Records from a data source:
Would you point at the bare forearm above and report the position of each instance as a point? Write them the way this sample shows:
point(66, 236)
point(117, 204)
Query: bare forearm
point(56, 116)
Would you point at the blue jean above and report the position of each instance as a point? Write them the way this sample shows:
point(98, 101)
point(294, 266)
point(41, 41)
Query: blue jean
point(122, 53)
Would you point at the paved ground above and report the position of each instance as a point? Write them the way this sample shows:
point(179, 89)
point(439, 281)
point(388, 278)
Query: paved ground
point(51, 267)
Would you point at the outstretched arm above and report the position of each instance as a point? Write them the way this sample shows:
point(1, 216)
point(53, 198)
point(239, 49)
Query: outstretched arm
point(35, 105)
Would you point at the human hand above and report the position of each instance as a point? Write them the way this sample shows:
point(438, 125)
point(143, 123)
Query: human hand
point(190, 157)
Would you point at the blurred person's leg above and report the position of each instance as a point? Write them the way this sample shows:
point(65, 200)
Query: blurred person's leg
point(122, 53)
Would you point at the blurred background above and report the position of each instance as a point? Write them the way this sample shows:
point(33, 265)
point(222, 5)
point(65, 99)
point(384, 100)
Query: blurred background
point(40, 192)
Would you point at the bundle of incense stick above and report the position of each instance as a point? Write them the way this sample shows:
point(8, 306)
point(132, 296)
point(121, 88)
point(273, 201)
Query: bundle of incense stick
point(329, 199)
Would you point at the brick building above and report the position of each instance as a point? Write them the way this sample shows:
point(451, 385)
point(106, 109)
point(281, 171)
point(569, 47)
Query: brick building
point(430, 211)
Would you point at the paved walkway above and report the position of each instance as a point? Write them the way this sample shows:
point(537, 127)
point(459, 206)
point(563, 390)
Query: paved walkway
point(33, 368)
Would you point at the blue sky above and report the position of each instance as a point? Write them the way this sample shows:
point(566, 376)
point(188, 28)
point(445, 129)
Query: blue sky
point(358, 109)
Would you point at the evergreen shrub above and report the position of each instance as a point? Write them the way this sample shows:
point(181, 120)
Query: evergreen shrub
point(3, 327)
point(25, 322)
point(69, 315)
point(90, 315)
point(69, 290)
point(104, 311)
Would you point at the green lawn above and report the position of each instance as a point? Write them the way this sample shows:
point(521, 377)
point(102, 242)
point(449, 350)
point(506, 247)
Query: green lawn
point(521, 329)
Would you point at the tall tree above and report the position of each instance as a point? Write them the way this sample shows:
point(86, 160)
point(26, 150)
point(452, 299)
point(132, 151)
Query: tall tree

■ **What is needed**:
Rewrite all of the records above, swapping every "Query" for "Search" and keeping everything else the same.

■ **The solution**:
Would you point at the bare forearm above and report the position of each instance as a point? Write them the way this sample shows:
point(66, 236)
point(117, 204)
Search: bare forearm
point(56, 116)
Would you point at the blue jean above and report the position of each instance as a point? Write them the way this sample shows:
point(98, 101)
point(294, 266)
point(41, 41)
Search: blue jean
point(122, 53)
Would you point at the paved ground above and report the position of each instance as a point? Write them the way this sample shows:
point(179, 89)
point(439, 281)
point(388, 278)
Search: paved ground
point(51, 267)
Would you point at the outstretched arm above and report the position of each instance as a point? Write them the way this sample shows:
point(1, 216)
point(53, 198)
point(239, 49)
Search: outstretched arm
point(35, 105)
Would you point at the human hand above and report the position of each instance as a point? Write them the way this sample shows:
point(438, 125)
point(143, 123)
Search: human hand
point(190, 157)
Would you point at the blurred person's leg above and report the position of each instance as a point? Write them the way this sample shows:
point(65, 200)
Search: blurred person's leg
point(122, 53)
Would you point at the blurred background above and report the position of each instance as a point? Write them the way this sample shows:
point(33, 265)
point(222, 5)
point(65, 99)
point(384, 100)
Search: blurred background
point(40, 192)
Would you point at the bundle of incense stick above and report the position of each instance as a point? Write them the way this sample shows:
point(8, 306)
point(132, 296)
point(121, 88)
point(273, 201)
Search: bundle of incense stick
point(329, 199)
Would you point at the brick building above and report the position of each instance as a point? Write them the way this sample shows:
point(451, 385)
point(106, 109)
point(281, 171)
point(569, 47)
Search: brick building
point(430, 211)
Would you point at the paved walkway above and report the position of each instance as a point? Write them the way this sample shows:
point(537, 127)
point(459, 206)
point(563, 390)
Search: paved walkway
point(33, 368)
Would you point at the blue sky above and report the position of each instance as a point? Write them the way this sample shows:
point(566, 376)
point(188, 28)
point(445, 129)
Search: blue sky
point(358, 109)
Would you point at the evergreen shrub above and report the position of each instance as a point? Write them the way this sample shows:
point(181, 120)
Search: evergreen shrub
point(3, 327)
point(25, 322)
point(69, 315)
point(90, 315)
point(69, 290)
point(104, 311)
Would you point at the green lawn above and report the position of each instance as a point? Write them the way this sample shows:
point(521, 377)
point(102, 242)
point(449, 350)
point(506, 247)
Search: green lawn
point(521, 329)
Would you point at the tall tree above and report the position of each instance as a point? Write them the way this sample shows:
point(86, 160)
point(26, 150)
point(452, 299)
point(132, 151)
Search: tall tree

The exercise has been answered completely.